(Referring expression pointing data)
⟨

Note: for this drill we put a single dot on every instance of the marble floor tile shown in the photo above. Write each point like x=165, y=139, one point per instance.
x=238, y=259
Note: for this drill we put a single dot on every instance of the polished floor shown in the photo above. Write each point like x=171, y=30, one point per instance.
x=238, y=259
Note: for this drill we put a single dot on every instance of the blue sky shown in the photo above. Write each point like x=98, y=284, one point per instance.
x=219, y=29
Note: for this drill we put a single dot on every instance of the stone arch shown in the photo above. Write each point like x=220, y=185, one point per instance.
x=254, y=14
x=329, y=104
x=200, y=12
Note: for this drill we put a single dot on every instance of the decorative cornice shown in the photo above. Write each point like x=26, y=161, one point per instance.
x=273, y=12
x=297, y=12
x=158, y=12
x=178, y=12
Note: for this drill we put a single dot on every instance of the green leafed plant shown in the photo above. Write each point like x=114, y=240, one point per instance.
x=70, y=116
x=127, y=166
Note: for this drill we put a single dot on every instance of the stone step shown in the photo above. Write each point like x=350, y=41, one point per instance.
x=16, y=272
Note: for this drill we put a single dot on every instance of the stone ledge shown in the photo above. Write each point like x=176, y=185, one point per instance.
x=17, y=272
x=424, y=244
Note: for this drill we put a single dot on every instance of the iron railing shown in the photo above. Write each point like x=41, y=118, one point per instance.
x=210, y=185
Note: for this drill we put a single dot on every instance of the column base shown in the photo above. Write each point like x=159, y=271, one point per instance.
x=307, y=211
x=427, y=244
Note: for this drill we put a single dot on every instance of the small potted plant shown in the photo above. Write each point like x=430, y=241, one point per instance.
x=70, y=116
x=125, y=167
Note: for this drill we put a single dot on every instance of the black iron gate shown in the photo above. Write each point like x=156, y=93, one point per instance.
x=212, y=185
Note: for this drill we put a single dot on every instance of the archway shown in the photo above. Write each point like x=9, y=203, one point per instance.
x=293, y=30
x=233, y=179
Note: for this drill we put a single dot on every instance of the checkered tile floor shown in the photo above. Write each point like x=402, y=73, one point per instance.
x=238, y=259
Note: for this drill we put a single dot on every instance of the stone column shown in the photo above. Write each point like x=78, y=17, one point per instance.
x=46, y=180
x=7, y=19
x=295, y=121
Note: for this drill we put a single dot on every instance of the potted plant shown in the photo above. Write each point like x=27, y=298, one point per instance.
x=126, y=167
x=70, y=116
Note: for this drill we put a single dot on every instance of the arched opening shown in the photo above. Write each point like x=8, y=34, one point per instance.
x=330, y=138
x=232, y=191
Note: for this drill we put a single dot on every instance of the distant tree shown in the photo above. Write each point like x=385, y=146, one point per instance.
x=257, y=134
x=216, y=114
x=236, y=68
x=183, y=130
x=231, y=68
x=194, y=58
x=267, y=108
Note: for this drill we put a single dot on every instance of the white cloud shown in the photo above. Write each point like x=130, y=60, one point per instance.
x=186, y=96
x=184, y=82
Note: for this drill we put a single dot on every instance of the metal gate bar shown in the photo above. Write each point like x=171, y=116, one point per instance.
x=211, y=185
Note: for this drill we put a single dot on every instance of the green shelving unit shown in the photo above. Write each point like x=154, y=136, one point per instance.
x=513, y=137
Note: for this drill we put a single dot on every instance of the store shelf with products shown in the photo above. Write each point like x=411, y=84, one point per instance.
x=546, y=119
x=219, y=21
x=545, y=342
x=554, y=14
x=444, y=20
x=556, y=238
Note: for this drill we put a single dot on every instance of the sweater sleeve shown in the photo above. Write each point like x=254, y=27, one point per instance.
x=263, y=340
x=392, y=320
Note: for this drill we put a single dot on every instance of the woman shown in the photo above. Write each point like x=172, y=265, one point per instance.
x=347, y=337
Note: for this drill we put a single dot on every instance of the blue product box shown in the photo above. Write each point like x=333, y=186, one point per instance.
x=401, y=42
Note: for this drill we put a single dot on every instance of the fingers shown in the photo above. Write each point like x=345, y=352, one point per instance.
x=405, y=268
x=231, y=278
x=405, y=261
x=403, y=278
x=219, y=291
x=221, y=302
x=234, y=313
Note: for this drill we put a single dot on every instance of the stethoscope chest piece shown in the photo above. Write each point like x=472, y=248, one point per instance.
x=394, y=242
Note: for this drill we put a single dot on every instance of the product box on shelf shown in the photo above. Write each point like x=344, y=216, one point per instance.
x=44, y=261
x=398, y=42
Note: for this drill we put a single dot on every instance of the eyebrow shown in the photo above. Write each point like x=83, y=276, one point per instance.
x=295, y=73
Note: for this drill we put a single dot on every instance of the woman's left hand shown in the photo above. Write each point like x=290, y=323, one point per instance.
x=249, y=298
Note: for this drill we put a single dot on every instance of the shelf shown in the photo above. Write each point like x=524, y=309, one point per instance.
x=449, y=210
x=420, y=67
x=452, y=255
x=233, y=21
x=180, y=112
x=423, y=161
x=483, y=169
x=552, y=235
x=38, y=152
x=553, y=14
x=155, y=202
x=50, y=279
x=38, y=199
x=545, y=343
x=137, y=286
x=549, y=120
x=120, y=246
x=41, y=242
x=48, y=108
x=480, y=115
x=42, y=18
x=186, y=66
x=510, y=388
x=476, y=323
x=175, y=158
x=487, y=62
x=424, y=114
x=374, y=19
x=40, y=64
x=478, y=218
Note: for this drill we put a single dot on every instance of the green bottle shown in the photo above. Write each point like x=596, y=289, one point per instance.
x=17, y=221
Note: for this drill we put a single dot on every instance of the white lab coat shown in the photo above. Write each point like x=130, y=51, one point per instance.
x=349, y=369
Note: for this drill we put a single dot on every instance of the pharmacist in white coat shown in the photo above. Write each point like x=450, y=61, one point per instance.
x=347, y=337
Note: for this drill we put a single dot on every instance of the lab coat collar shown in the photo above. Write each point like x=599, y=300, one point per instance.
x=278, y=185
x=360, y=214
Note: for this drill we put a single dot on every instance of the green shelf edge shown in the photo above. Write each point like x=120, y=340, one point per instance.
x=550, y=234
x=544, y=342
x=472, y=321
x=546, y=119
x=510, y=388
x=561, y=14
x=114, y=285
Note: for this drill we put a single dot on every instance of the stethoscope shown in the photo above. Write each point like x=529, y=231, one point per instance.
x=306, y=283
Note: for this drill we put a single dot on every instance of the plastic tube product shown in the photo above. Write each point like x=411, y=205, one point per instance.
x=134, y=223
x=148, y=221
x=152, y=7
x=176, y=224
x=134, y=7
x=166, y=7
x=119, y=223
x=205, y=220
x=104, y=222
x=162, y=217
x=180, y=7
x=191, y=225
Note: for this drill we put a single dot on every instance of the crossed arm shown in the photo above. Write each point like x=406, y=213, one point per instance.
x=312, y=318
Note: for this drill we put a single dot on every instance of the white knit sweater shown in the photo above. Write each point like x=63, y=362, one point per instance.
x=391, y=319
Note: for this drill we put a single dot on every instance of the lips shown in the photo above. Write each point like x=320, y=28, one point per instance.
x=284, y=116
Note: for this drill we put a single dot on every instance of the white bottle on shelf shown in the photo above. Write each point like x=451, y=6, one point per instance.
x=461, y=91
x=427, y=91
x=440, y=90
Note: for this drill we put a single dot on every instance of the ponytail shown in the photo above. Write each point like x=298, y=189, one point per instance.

⟩

Task directions> Reproduce every record, making sure each one stays exactly the same.

Answer space>
Note: for this drill we put a single dot on every instance of the marble floor tile shown in the photo above. Write each point like x=165, y=139, one point per instance.
x=238, y=259
Note: for this drill we put a single dot on every instance of the polished floor shown in the photo above. Write each point like x=171, y=30, one point per instance.
x=238, y=259
Note: for this drill we put a single dot on every instance of the blue sky shown in the photo above. Write each point like x=98, y=284, one point per instance.
x=219, y=29
Note: for this drill we put a single dot on every instance of the stone arch shown in the photo above. Write each point like x=220, y=185, one point per instance.
x=254, y=14
x=329, y=104
x=200, y=12
Note: for this drill we put a single dot on every instance of the decorative cornice shown in the photo above. Write each point like x=26, y=161, one point per instance.
x=273, y=12
x=297, y=12
x=158, y=12
x=178, y=12
Note: for this drill we put a single dot on every instance of the green leafed plant shown in the photo above. Write each point like x=114, y=240, one point per instance.
x=70, y=116
x=127, y=166
Note: for this drill we put a single dot on every instance of the stone step shown in the photo above. Write each point like x=350, y=41, one point per instance.
x=16, y=272
Note: for this drill we put a single dot on every instance of the stone ledge shown in the photo above. Write each point like x=176, y=185, one point per instance.
x=17, y=272
x=424, y=244
Note: for this drill we put a single dot on every instance of the iron railing shown in the photo above. Write each point like x=41, y=118, one point per instance.
x=210, y=185
Note: for this drill we put a single dot on every instance of the column base shown in the photo above. Write each point like x=159, y=271, one point per instance.
x=307, y=211
x=427, y=244
Note: for this drill we put a single dot on every instance of the small potted plant shown in the photo above. Write each point like x=430, y=241, one point per instance.
x=70, y=116
x=125, y=167
Note: for this drill we put a single dot on every instance of the black iron gate shown in the photo above. Write each point like x=156, y=93, one point per instance.
x=212, y=185
Note: for this drill we put a single dot on every instance of the archway shown in the photo above. Write each point like x=9, y=203, one point per instance.
x=293, y=30
x=233, y=179
Note: for this drill we put a single dot on every instance of the checkered tile floor shown in the photo above. Write each point like x=402, y=73, one point per instance.
x=238, y=259
Note: for this drill we put a single dot on every instance of the stone column shown in the photo above. Write each point like x=78, y=17, one point per instance.
x=46, y=180
x=7, y=19
x=295, y=121
Note: for this drill we put a single dot on every instance of the potted plant shown in the photo above. Write each point like x=27, y=298, one point per instance.
x=126, y=167
x=70, y=116
Note: for this drill we put a single dot on every instance of the arched opening shown in the photo above. Write each point like x=8, y=34, one point per instance.
x=330, y=138
x=232, y=191
Note: for this drill we put a single dot on every instance of the distant tree shown in the photo above. Write each point like x=385, y=146, one point per instance.
x=257, y=134
x=216, y=114
x=236, y=68
x=183, y=130
x=231, y=68
x=194, y=58
x=267, y=108
Note: for this drill we put a single dot on every instance of the white cloud shown in the photo above. Write each point like x=130, y=60, one point per instance.
x=186, y=96
x=184, y=82
Note: for this drill we put a single dot on every instance of the metal gate bar shown in the photo above. Write each point like x=171, y=116, one point per instance.
x=211, y=185
Note: for this drill we put a single dot on every instance of the green shelving unit shown in the photo above. Write each point like x=154, y=136, one point per instance.
x=513, y=137
Note: for this drill we put a single dot on every instance of the store shelf with products shown in the photo above. Write each point like x=411, y=84, one point per instance.
x=546, y=119
x=219, y=21
x=545, y=342
x=554, y=14
x=444, y=20
x=556, y=238
Note: for this drill we put a single dot on every instance of the sweater sleeve shown in the photo above. Write each point like x=254, y=27, one point per instance.
x=263, y=340
x=392, y=320
Note: for this drill we put a single dot on every instance of the woman shown in the photo above. Write each point like x=172, y=265, one point per instance.
x=347, y=337
Note: for this drill we put a single dot on every instance of the blue product box shown in the photo above. Write each point like x=333, y=186, one point per instance.
x=401, y=42
Note: for this drill we put a single dot on every instance of the fingers shown in the photo above. Write each point like x=345, y=352, one point per instance.
x=405, y=268
x=231, y=278
x=405, y=261
x=403, y=278
x=219, y=291
x=221, y=302
x=234, y=313
Note: for this drill we put a single dot on every instance of the stethoscope chest piece shown in the photo above. Write each point like x=472, y=248, one point per instance.
x=394, y=242
Note: for this drill we put a single dot on every instance of the product box on shelf shown in the photo above. Write each point like x=344, y=216, one point per instance.
x=44, y=261
x=398, y=42
Note: for this drill we put a single dot on every instance of the eyebrow shown in the photo above. Write each point like x=83, y=276, one point per instance.
x=295, y=73
Note: for this drill we put a single dot on every instance of the woman's left hand shown in the photo above. Write each point like x=290, y=323, one point per instance.
x=249, y=298
Note: for this drill we put a single dot on every instance of the shelf shown in the photo above. Write each point like x=524, y=309, one point per instance.
x=449, y=210
x=420, y=67
x=452, y=255
x=233, y=21
x=180, y=112
x=423, y=161
x=483, y=169
x=552, y=235
x=38, y=152
x=553, y=14
x=155, y=202
x=50, y=279
x=38, y=199
x=545, y=343
x=137, y=286
x=549, y=120
x=120, y=246
x=41, y=242
x=48, y=108
x=480, y=115
x=42, y=18
x=186, y=66
x=510, y=388
x=476, y=323
x=175, y=158
x=487, y=62
x=424, y=114
x=374, y=19
x=40, y=64
x=478, y=218
Note: for this drill we put a single dot on every instance of the green bottle shown in the photo above. Write each point like x=596, y=289, one point per instance.
x=17, y=221
Note: for this drill we put a single dot on every instance of the white lab coat shown in the photo above. Write each point like x=130, y=51, one point per instance.
x=349, y=369
Note: for this drill we put a single dot on every instance of the pharmacist in white coat shown in the photo above. Write each point like x=450, y=61, one point per instance.
x=347, y=337
Note: for this drill we put a single dot on every instance of the lab coat collar shown in the photo above. Write each point like x=599, y=300, one point per instance.
x=278, y=185
x=360, y=214
Note: for this drill we put a single dot on every instance of the green shelf edge shown in the photo above. Write each point like x=120, y=340, one point per instance.
x=550, y=234
x=544, y=342
x=472, y=321
x=546, y=119
x=510, y=388
x=561, y=14
x=114, y=285
Note: for this drill we put a single dot on every instance of the stethoscope shown in the photo above. Write each point like x=529, y=231, one point per instance.
x=306, y=283
Note: for this drill we put a single dot on every instance of the plastic tube product shown in the photo above. Write each point like x=411, y=205, one point per instance.
x=134, y=223
x=148, y=221
x=152, y=7
x=176, y=224
x=134, y=7
x=166, y=7
x=119, y=223
x=205, y=220
x=104, y=222
x=162, y=217
x=180, y=7
x=191, y=225
Note: for this drill we put a single dot on every instance of the crossed arm shown in the photo above. Write each point like x=406, y=213, one point per instance.
x=312, y=318
Note: for this drill we put a single dot on every instance of the white knit sweater shown in the photo above. Write each point like x=63, y=362, one point per instance.
x=391, y=319
Note: for this drill we put a single dot on every instance of the lips shown in the photo above. Write each point like x=320, y=28, one point per instance.
x=284, y=116
Note: for this drill we put a single dot on every instance of the white bottle on shelf shown in the photo above. Write each point like x=451, y=6, one point per instance.
x=461, y=91
x=427, y=91
x=440, y=90
Note: for this drill we put a single dot on every instance of the ponytail shown in the photo above. Write each point like x=298, y=189, one point per instance.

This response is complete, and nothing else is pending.